[Selected excerpt]

CyArk’s mission is to ensure that the world’s cultural heritage sites are available to future generations by creating a free, 3D online library of the sites before they are lost to time, natural disasters, or destroyed by war.

The 3D image below is that of the Rani ki Vav, and it has a fascinating story: Translated as “The Queen’s Stepwell,” it is the most intricate of all of India’s Stepwells. Stepwells are a rather unique form of underground water storage systems on the Indian subcontinent and have been constructed since the third millennium BC. Rani ki vav was built as an inverted temple, has seven levels of stairs, and holds over 500 principle sculptures.

Rani Ki Vav

And now you can virtually visit and learn more about this amazing and UNESCO protected stepwell via CyArk.com.

Present Day Fun and Profit

Fast forward from our first moon landing to our present-day tech scape; the accessibility to apps and equipment is incredible. Only a few years ago, Microsoft Kinect technology had the population dumfounded and now, fast forward, you have technology retailers coming out with their own 3D scanning and virtual reality equipment. It’s not even a monopoly – you literally have the option as a buyer of whether to buy a 3D scanner via Windows 10 that can be incorporated into your phone, or if you’re a die-hard Apple veteran, as an app for your iPad. This accessibility is so robust that it gives users the ability to seek new bounds and diverse uses of the technology, while driving the market forward through competitive innovation.

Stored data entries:
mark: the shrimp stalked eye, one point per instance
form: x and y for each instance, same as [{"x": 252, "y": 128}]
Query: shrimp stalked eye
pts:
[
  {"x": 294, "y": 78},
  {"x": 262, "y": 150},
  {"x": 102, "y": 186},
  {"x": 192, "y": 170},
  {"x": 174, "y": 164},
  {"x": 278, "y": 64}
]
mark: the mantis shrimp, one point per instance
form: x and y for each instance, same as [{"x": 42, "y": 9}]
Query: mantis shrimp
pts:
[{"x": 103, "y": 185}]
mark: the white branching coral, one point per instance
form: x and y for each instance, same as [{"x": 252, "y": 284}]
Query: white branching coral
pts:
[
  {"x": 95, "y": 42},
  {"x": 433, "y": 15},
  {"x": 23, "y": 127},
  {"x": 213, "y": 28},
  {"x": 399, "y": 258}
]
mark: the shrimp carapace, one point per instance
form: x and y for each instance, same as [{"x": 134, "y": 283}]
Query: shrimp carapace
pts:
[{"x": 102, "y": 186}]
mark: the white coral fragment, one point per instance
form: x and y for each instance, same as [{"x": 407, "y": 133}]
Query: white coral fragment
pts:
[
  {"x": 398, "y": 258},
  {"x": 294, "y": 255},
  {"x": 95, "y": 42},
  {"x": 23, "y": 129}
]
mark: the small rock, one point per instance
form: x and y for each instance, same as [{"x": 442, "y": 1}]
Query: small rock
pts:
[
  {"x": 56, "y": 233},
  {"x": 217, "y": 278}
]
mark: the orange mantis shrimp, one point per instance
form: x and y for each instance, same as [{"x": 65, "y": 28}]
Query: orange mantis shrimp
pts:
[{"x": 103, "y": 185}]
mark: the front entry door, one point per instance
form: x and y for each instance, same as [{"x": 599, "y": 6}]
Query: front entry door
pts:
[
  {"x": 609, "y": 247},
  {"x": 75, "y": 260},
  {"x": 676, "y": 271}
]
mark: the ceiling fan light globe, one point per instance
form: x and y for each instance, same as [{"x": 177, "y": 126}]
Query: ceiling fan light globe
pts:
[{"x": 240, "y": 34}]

[Task details] Continue the article on 3D scanning and heritage sites, picking up right after its last sentence.

[Answer section]
The upgrade of tools and practice to the design and manufacturing trade have inspired the design-driven and business-minded alike to re-evaluate all parts of their respective pipelines and shape the way design and marketing is done in today’s retail and residential business.

Given the future direction of VR and the shopping experience, as well as the demand for 3D assets in those environments, 3D scanning will play an integral role in reducing the cost, time, and scope of creating these interactive landscapes.

Shifting from the retail market and into the residential sector, the accessibility of 3D scanning has also shaken up the practices of interior designers, architects and contractors. Even the DIY & hobbyist communities are getting involved. The days of cross-eyed examination of plans, elevations, and patched photographs to recreate a conceptual space have long passed, and now with the convenience of a commercial mobile scanner, you have the ability to gather point cloud data of an entire room in your home to then modify with prospective home redecorating and renovation projects. Needless to say, I’m sure the demand for the ability to “CTRL + Z” during home improvement projects will have this new technology significantly supported and financially backed.

On a smaller more practical level, this technology is equally interesting. Imagine the possibilities of scanning an antique architectural detail or a damaged hard-to-find auto part, fixing it in your favorite 3D CAD program (hint, hint) and then 3D printing a physical representation of it. The applications are nearly endless.

 

The Future is Here.

There are also countless stories about 3D’s role in ergonomic prosthetics, orthopedics, and dental work, accelerating into even more complex and impressive roles in the realms of medicine and internal surgeries, including the 3D scanning and libraries of hearts and related organs. Now as the medical field continues to push forward in this technology and shape the way our bodies run on the inside, the “aesthetic” driven business, i.e. elective surgeries and cosmetics are following suit.

One profile of a cosmetic medical practice is Dr. Yakup Avşar, founder of AVSAR Aesthetic Surgery Clinic in Istanbul, Turkey. He had previously developed surgery previews of his clients as hand sculpted masks. However, with the introduction of 3D scanning and printing, he’s been able to reduce his labor time, production cost, and environmental impact while simultaneously increasing his clientele’s confidence by providing a significantly more accurate preview as well as variations and options.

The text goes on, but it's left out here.